В постсоветской России небывалая свобода, открывшая новые возможности для разнообразия, привела в том числе и прежде всего к вспышке эпидемии потребительства. А скромность и воздержание, способные противостоять инфекции, оказались слабыми, т.к. их воспитанию не уделялось должного внимания. Наиболее отвратительные и даже дикие формы потребительство приняло у нового, раньше не существовавшего в стране класса,--предпринимателей, бизнесменов. Этот класс, который по замыслу идеологов рыночных реформ должен был стать локомотивом экономического развития страны, её возрождения, важным участником процесса создания благополучия общества, на деле оказался армией мародёров, вдобавок полностью лишённых чувства патриотизма. Российские предприниматели делали свой бизнес, присваивая куски бывшей общенародной собственности или обманывая и обирая доверчивых сограждан, после чего либо сразу перебирались на постоянное жительство в благополучную заграницу и забывали о Родине навсегда, либо подготавливали там себе место на будущее. В их среде такое поведение не считалось предосудительным, наоборот, чуть ли не доблестным, имея в виду, что его приверженцы в трудах и заботах действительно не знали покоя. В стремлении к сладкой жизни не отстала от новоявленных отечественных бизнесменов и значительная часть творческой элиты, светлые головы и таланты, видимо, забыв, что человек, ищущий, где лучше, уподобляется рыбе, не самому интеллектуальному земному существу. Даже укоряющие слова Главы государства, мол, не гоже бросать больную мать, не были услышаны неблагодарными сыновьями и дочерьми.
Перед Западом этот массовый исход бойких россиян из собственной страны тоже выглядел бесстыдством. Вместо того, чтобы созидать её и в ней, они уезжали "на готовенькое", не задумываясь, что тамошнее благополучие не с неба свалилось, за него европейцы и американцы заплатили высокую цену.
Новая система воспитания должна была возродить в россиянах совестливость и способность испытывать стыд. А также восстановить духовную связь с породившей их землёй, так чтобы для каждого, как для великого поэта, целый мир, кроме неё, был бы чужбиной.
Единообразие--старший брат равенства, которое тоже реально. Утверждение, что идеи социального равенства утопичны, ложно. Оно опровергается фактом существования юридических законов, т.е. общеобязательных правил, установленных самими людьми и у р а в н и в а ю щ и х их в правах, обязанностях и ответственности. Эти нормы и названы-то законами по аналогии с природными законами, в равенстве перед которыми всех людей никто не сомневается. Так что равенство не выдумка мечтателей-идеалистов, но один из основополагающих принципов устройства нашего мира. А то обстоятельство, что наибольших успехов достигли именно общества, где законы соблюдаются, где граждане законопослушны, убедительно доказывает его пользу. Что касается негативных моментов, в первую очередь иждивенчества, то не равенство их причина, а безнравственность. И с ней общество должно бороться, как оно борется с нарушением законов, но не отменяет их.

************

◆ ЗАДАНИЕ
Дословно перепишите из отрывка о потребительстве всё, от слов "Перед Западом этот" и вниз до слов "был бы чужбиной." включительно.

◆ ИСХОДНЫЕ ДАННЫЕ
************

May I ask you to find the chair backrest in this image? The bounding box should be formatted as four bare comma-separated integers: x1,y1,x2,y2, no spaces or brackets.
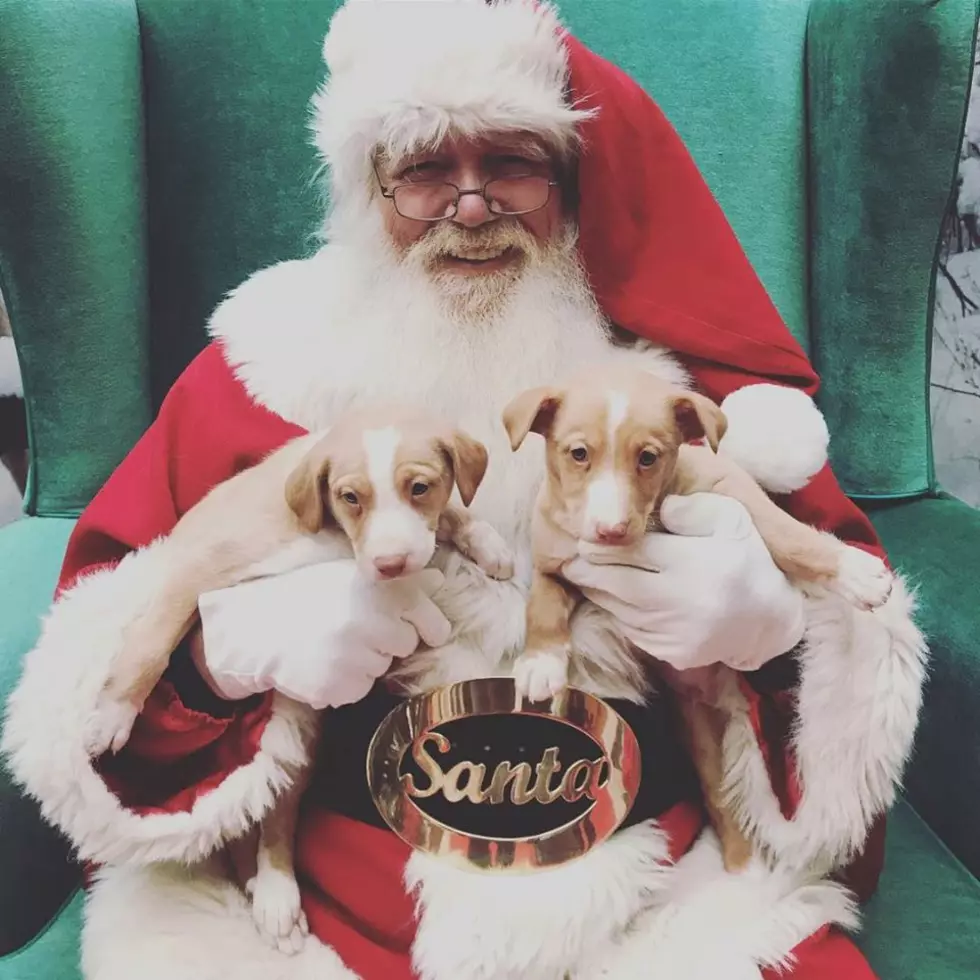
0,0,978,514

************

◆ ПИСЬМЕННЫЙ ОТВЕТ
Перед Западом этот массовый исход бойких россиян из собственной страны тоже выглядел бесстыдством. Вместо того, чтобы созидать её и в ней, они уезжали "на готовенькое", не задумываясь, что тамошнее благополучие не с неба свалилось, за него европейцы и американцы заплатили высокую цену.
Новая система воспитания должна была возродить в россиянах совестливость и способность испытывать стыд. А также восстановить духовную связь с породившей их землёй, так чтобы для каждого, как для великого поэта, целый мир, кроме неё, был бы чужбиной.